## [PROBLEM REQUIREMENTS]
Copy the lines below, renaming "window sill" to "window ledge" wherever it appears and keeping everything else the same.

Source data:
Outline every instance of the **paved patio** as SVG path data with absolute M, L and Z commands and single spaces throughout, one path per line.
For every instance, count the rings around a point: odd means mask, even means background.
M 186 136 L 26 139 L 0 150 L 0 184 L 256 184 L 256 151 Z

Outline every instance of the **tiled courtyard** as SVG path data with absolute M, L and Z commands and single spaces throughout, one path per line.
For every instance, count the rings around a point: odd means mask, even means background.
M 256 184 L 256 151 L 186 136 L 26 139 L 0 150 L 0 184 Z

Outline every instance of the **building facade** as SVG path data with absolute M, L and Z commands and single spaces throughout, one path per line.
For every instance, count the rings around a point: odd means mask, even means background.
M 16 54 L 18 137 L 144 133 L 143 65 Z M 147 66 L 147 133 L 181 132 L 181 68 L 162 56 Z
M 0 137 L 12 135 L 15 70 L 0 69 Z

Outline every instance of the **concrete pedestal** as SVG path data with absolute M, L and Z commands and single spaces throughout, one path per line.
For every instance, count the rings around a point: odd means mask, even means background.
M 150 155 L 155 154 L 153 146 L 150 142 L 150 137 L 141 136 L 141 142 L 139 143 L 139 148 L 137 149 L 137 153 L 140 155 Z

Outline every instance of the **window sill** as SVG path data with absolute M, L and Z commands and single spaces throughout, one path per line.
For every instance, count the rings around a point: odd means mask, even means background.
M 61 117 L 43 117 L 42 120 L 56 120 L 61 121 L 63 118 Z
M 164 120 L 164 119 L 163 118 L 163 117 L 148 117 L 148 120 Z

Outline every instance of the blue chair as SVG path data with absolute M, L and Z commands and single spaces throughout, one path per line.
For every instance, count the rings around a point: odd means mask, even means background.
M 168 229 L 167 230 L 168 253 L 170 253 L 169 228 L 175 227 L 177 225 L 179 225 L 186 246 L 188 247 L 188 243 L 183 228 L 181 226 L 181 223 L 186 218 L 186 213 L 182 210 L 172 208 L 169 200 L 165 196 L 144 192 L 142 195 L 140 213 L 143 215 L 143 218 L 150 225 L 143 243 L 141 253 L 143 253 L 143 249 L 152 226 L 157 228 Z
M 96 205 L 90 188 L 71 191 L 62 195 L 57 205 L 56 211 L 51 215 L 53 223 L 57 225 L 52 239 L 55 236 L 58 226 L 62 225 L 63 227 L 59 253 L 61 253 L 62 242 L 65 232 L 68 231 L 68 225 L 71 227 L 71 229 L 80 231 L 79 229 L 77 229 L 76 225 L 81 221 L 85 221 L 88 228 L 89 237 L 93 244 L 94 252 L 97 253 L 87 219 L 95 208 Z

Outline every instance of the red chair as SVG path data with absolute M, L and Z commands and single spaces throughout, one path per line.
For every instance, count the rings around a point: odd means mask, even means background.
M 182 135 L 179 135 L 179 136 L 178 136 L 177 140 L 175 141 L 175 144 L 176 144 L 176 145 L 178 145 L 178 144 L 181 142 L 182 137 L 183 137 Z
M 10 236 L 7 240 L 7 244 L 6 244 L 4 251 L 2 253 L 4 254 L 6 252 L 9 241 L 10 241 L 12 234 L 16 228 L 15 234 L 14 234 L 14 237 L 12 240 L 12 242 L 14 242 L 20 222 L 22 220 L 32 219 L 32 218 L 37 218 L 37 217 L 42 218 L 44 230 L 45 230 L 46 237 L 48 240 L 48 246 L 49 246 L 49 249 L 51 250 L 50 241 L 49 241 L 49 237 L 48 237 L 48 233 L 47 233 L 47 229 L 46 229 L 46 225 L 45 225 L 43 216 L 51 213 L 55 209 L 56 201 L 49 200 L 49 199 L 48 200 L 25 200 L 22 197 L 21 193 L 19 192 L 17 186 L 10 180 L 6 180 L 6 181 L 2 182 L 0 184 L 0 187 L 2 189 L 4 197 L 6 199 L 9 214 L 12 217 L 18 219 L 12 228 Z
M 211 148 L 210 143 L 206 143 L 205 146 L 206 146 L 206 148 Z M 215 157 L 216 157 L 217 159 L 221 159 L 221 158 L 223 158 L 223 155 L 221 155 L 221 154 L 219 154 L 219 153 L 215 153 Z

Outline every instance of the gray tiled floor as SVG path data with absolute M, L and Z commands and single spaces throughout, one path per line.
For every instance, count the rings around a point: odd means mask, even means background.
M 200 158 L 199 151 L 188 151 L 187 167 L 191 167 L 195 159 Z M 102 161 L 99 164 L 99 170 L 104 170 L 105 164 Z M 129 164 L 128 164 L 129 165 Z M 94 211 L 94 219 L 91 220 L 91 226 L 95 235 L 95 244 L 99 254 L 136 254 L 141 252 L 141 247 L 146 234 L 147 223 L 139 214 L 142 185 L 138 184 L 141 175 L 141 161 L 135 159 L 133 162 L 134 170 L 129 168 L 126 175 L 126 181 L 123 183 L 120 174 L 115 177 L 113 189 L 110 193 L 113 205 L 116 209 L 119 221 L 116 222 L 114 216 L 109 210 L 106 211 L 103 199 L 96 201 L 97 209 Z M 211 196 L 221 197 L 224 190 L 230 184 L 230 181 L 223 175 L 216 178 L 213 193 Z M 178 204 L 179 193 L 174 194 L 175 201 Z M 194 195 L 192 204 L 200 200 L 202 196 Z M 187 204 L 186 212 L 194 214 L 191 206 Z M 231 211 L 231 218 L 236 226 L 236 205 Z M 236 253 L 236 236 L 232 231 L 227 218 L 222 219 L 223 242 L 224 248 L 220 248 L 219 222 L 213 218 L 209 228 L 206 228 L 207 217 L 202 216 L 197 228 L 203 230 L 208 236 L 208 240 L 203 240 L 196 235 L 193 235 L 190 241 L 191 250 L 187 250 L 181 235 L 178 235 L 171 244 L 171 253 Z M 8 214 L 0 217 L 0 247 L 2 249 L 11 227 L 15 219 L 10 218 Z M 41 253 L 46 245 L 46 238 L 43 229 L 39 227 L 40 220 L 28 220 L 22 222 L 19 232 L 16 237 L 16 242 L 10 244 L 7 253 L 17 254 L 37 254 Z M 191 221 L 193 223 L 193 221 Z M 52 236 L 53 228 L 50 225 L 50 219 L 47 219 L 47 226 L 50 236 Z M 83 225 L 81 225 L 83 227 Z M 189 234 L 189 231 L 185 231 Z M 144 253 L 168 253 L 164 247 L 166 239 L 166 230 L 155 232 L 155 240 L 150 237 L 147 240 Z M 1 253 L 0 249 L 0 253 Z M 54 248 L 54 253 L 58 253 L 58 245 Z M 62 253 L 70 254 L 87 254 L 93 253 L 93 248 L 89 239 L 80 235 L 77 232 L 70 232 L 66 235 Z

## [PROBLEM SOLUTION]
Outline every instance of the **paved patio** as SVG path data with absolute M, L and Z commands and single spaces throughout, one path per line.
For every instance, count the rings around a point: odd means mask, even means background.
M 186 136 L 26 139 L 0 150 L 0 184 L 256 184 L 256 151 Z

Outline every instance of the **tiled courtyard** as SVG path data with absolute M, L and Z commands and single spaces throughout, one path per line.
For every instance, count the rings around a point: odd means mask, even means background.
M 256 184 L 256 151 L 186 136 L 26 139 L 0 150 L 0 184 Z

Outline every instance of the **building facade** as SVG path data with absolute M, L and Z commands and single spaces throughout, one path per line.
For every instance, count the rings around a point: odd means mask, even means background.
M 16 54 L 18 137 L 144 133 L 143 65 Z M 147 66 L 147 133 L 181 132 L 181 68 L 162 56 Z
M 0 137 L 12 135 L 15 70 L 0 69 Z

Outline every instance of the **concrete pedestal** as SVG path data with absolute M, L and Z commands and single spaces throughout, one path per line.
For every instance, count the rings around a point: odd means mask, even means background.
M 150 155 L 155 154 L 153 146 L 150 142 L 150 137 L 141 136 L 141 142 L 139 143 L 139 148 L 137 149 L 137 153 L 140 155 Z

Outline every instance of the **window ledge** as SVG path data with absolute M, L and Z commands and single spaces throughout, one path per line.
For every instance, count the rings around a point: odd means mask, even means background.
M 61 117 L 43 117 L 42 120 L 56 120 L 61 121 L 63 118 Z
M 164 120 L 164 119 L 163 118 L 163 117 L 148 117 L 148 120 Z

Outline every instance of the blue chair as SVG path data with absolute M, L and Z commands and single spaces throughout, one path per line.
For every instance, count the rings around a point: odd means mask, even means background.
M 168 229 L 167 230 L 168 253 L 170 253 L 169 228 L 175 227 L 177 225 L 179 225 L 186 246 L 188 247 L 188 243 L 183 228 L 181 226 L 181 223 L 186 218 L 186 213 L 182 210 L 172 208 L 169 200 L 165 196 L 144 192 L 142 195 L 140 213 L 143 215 L 143 218 L 150 225 L 143 243 L 141 253 L 143 253 L 143 249 L 152 226 L 157 228 Z
M 96 205 L 90 188 L 71 191 L 62 195 L 57 205 L 56 211 L 51 215 L 53 223 L 57 225 L 52 239 L 55 236 L 58 226 L 62 225 L 63 227 L 59 253 L 61 253 L 62 242 L 65 232 L 68 231 L 68 225 L 71 227 L 71 229 L 80 231 L 79 229 L 77 229 L 76 225 L 81 221 L 85 221 L 88 228 L 89 237 L 93 244 L 94 252 L 97 253 L 87 219 L 95 208 Z

Outline every instance of the red chair as SVG path data with absolute M, L and Z commands and single spaces throughout, one path per line.
For every instance, count the rings around a point: odd means mask, even means background.
M 182 135 L 179 135 L 179 136 L 178 136 L 177 140 L 175 141 L 175 144 L 176 144 L 176 145 L 178 145 L 178 144 L 181 142 L 182 137 L 183 137 Z
M 10 236 L 7 240 L 7 244 L 6 244 L 4 251 L 2 253 L 4 254 L 6 252 L 9 241 L 10 241 L 12 234 L 16 228 L 15 234 L 14 234 L 14 237 L 12 240 L 12 242 L 14 242 L 20 222 L 22 220 L 32 219 L 32 218 L 37 218 L 37 217 L 42 218 L 44 230 L 45 230 L 46 237 L 48 240 L 48 246 L 49 246 L 49 249 L 51 250 L 50 241 L 49 241 L 49 237 L 48 237 L 48 233 L 47 233 L 47 229 L 46 229 L 46 225 L 45 225 L 43 216 L 51 213 L 55 209 L 56 201 L 49 200 L 49 199 L 48 200 L 25 200 L 22 197 L 21 193 L 19 192 L 17 186 L 10 180 L 6 180 L 6 181 L 2 182 L 0 184 L 0 187 L 2 189 L 4 197 L 6 199 L 9 214 L 12 217 L 18 219 L 12 228 Z
M 211 148 L 210 143 L 206 143 L 205 146 L 206 146 L 206 148 Z M 215 157 L 216 157 L 217 159 L 221 159 L 221 158 L 223 158 L 223 155 L 221 155 L 221 154 L 219 154 L 219 153 L 215 153 Z

Outline every instance of the gray tiled floor as SVG path data with absolute M, L and Z commands and single spaces throughout, one path per line.
For every instance, count the rings around a point: odd means mask, even means background.
M 200 158 L 199 151 L 188 151 L 187 167 L 191 167 L 195 159 Z M 102 161 L 99 164 L 99 170 L 104 170 L 105 164 Z M 129 164 L 128 164 L 129 165 Z M 94 211 L 94 219 L 91 220 L 91 226 L 95 235 L 95 244 L 99 254 L 136 254 L 141 252 L 141 247 L 146 234 L 147 223 L 139 214 L 142 185 L 138 184 L 141 175 L 141 161 L 135 159 L 133 162 L 134 170 L 129 168 L 126 175 L 126 181 L 123 183 L 120 174 L 115 177 L 113 189 L 110 193 L 113 205 L 116 209 L 119 221 L 116 222 L 114 216 L 109 210 L 106 211 L 103 199 L 96 201 L 97 209 Z M 211 196 L 221 197 L 224 190 L 230 184 L 230 181 L 223 175 L 216 178 L 213 193 Z M 178 204 L 179 193 L 174 194 L 175 201 Z M 194 195 L 192 204 L 200 200 L 202 196 Z M 187 204 L 186 212 L 194 214 L 191 206 Z M 231 211 L 231 218 L 236 226 L 236 205 Z M 236 253 L 236 236 L 232 231 L 227 218 L 222 219 L 223 242 L 224 248 L 220 248 L 219 222 L 213 218 L 209 228 L 206 228 L 207 217 L 202 216 L 197 228 L 203 230 L 208 236 L 208 240 L 203 240 L 196 235 L 193 235 L 190 241 L 191 250 L 187 250 L 181 235 L 178 235 L 171 244 L 171 253 Z M 8 214 L 0 217 L 0 247 L 2 249 L 11 227 L 15 219 L 10 218 Z M 41 253 L 46 245 L 46 238 L 43 229 L 39 227 L 40 220 L 28 220 L 22 222 L 19 232 L 16 237 L 16 242 L 10 244 L 7 253 L 17 254 L 37 254 Z M 191 221 L 193 223 L 193 221 Z M 52 236 L 53 228 L 50 225 L 50 219 L 47 219 L 47 226 L 50 236 Z M 83 225 L 81 225 L 83 227 Z M 189 234 L 189 231 L 185 231 Z M 144 253 L 168 253 L 164 247 L 166 239 L 166 230 L 155 232 L 155 240 L 150 237 L 147 240 Z M 1 253 L 0 249 L 0 253 Z M 54 248 L 54 253 L 58 253 L 58 245 Z M 62 253 L 70 254 L 87 254 L 93 253 L 93 248 L 89 239 L 80 235 L 77 232 L 70 232 L 66 235 Z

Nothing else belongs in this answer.